- **SHORT EXERCISE A**
Count the lines in the entries below that contain the string "stone". Give only the number.

* begin EXCERPT *

When you flick the power switch of such a self-contained device, it’s more than likely that it boots from flash memory. Moreover, when you click some buttons to save data, it’s also highly likely that your data is persisted in flash memory.
The Memory Technology Devices (MTD) subsystem of the kernel interfaces your system with the various flavors of flash memory found in portable devices. In this month’s “Gearheads” column, let’s use the example of a Linux handheld to learn about MTD.

The Linux Memory Technology Devices Subsystem

Flash memory is rewritable storage that doesn’t need a power supply to retain information. Flash memory banks are usually organized into sectors, and unlike conventional storage, a write to a flash address must be preceded by an erase of the location. However, erases can be performed only at the granularity of individual sectors.
Given its properties, flash memory is best used with device drivers and filesystems that are specially-designed to suit it. The kernel’s MTD subsystem provides support for flash and similar solid-state storage.
The Linux MTD layer, shown in Figure One, consists of the following:
*The MTD core, which is an infrastructure consisting of library routines and data structures used by the rest of the MTD subsystem;
*Map drivers that decide what the processor ought to do when it receives requests for accessing flash;
*Chip drivers that know about the commands required to talk to the flash chip;
*A set of user modules, which interact with user space programs;
*And drivers for certain specific flash devices.
To clarify the internals of Linux MTD and to demystify commonly used flash terminology, let’s look at a sample Linux handheld, as shown in Figure Two.

* end EXCERPT *
* begin PROVIDED DATA *

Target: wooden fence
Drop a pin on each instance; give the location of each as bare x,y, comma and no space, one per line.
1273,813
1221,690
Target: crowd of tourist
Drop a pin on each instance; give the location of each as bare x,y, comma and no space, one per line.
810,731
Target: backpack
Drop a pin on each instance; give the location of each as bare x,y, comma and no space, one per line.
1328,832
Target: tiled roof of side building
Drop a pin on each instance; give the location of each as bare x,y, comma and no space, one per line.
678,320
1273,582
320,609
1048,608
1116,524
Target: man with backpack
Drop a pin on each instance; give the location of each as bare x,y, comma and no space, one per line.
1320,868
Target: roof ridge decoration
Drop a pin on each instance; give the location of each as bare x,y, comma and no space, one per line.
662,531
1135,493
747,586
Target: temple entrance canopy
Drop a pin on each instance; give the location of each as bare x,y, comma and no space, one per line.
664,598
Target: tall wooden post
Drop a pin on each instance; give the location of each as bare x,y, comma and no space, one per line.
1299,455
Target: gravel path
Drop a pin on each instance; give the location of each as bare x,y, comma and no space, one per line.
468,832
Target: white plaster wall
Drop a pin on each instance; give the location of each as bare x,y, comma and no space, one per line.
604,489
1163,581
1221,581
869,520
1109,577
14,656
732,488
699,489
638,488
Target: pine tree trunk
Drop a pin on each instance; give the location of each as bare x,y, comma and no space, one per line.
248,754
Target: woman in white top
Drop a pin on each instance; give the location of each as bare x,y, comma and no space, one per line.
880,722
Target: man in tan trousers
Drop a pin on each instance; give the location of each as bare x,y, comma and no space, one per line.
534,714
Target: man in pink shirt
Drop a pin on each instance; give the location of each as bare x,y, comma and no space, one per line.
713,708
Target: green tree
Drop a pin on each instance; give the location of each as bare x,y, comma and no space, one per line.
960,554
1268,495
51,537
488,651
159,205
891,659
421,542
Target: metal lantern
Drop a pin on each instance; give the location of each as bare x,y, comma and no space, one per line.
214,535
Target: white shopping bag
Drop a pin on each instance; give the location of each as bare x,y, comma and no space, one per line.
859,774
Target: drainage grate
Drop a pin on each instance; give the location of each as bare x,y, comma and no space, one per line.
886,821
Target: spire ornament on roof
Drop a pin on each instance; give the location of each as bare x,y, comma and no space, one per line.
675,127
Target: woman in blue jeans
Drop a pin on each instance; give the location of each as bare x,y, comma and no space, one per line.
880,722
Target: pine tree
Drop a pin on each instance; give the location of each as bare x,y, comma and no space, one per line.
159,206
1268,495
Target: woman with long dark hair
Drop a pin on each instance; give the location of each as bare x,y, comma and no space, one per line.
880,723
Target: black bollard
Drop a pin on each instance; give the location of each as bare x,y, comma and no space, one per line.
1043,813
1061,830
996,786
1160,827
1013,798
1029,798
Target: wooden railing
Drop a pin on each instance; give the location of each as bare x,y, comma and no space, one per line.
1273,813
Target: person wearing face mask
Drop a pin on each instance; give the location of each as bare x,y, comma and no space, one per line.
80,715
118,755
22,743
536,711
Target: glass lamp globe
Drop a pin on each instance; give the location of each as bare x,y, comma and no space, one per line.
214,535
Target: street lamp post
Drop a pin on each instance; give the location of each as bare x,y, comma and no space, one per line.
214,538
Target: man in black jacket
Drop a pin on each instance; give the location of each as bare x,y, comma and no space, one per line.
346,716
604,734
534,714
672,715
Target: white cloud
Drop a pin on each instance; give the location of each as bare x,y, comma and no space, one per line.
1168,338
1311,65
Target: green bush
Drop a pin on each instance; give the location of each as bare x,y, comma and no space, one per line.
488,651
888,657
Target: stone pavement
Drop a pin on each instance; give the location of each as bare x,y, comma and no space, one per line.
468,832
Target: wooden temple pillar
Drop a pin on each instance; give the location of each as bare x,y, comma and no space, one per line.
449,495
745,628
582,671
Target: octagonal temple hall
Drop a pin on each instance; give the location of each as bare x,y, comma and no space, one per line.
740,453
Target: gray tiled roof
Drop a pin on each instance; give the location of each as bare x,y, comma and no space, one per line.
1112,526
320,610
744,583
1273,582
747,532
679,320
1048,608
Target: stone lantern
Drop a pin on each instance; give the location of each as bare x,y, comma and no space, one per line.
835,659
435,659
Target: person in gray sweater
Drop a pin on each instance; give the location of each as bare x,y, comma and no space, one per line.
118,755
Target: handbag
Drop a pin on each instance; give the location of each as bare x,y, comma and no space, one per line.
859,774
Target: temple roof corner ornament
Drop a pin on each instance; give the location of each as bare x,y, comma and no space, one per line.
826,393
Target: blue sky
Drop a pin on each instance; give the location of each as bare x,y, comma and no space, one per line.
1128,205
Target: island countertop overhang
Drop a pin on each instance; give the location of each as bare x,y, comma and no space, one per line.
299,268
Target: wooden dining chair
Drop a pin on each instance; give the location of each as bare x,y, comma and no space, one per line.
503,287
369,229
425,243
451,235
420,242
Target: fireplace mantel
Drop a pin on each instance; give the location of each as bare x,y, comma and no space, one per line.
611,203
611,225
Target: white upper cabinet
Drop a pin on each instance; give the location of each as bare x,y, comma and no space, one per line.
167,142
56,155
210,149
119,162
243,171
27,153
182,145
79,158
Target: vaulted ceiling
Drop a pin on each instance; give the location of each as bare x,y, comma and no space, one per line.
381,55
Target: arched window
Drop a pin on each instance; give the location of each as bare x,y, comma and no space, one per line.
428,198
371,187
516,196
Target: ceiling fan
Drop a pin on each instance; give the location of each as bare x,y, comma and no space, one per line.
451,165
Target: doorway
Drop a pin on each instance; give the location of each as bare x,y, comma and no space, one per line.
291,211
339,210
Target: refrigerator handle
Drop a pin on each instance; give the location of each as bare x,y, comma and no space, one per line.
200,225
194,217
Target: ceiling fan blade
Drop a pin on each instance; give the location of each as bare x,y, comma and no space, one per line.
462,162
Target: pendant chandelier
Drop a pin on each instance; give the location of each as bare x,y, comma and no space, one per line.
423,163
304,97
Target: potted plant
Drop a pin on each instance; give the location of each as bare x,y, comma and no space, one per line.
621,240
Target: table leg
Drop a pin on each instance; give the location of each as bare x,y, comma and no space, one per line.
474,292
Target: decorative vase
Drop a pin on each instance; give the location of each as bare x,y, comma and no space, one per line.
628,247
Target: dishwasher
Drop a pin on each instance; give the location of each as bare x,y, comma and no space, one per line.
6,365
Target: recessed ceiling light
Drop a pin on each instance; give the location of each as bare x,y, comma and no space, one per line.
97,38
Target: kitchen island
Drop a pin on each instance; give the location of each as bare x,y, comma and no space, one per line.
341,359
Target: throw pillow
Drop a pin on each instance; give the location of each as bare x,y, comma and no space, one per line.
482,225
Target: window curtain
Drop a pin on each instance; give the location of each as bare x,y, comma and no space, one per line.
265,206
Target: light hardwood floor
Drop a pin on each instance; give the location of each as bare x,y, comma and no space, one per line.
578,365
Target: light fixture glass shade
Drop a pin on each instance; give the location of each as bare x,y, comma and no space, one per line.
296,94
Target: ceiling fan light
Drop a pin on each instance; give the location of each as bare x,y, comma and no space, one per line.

* end PROVIDED DATA *

- **SHORT EXERCISE B**
Answer these questions about the excerpt on the Linux MTD subsystem, one per line:
(i) What does the abbreviation MTD stand for?
(ii) What must come before a write to a flash address?
(iii) Which part of the Linux MTD layer knows the commands required to talk to the flash chip?

- **RESPONSE A**
2

- **RESPONSE B**
(i) Memory Technology Devices
(ii) An erase of the location
(iii) The chip drivers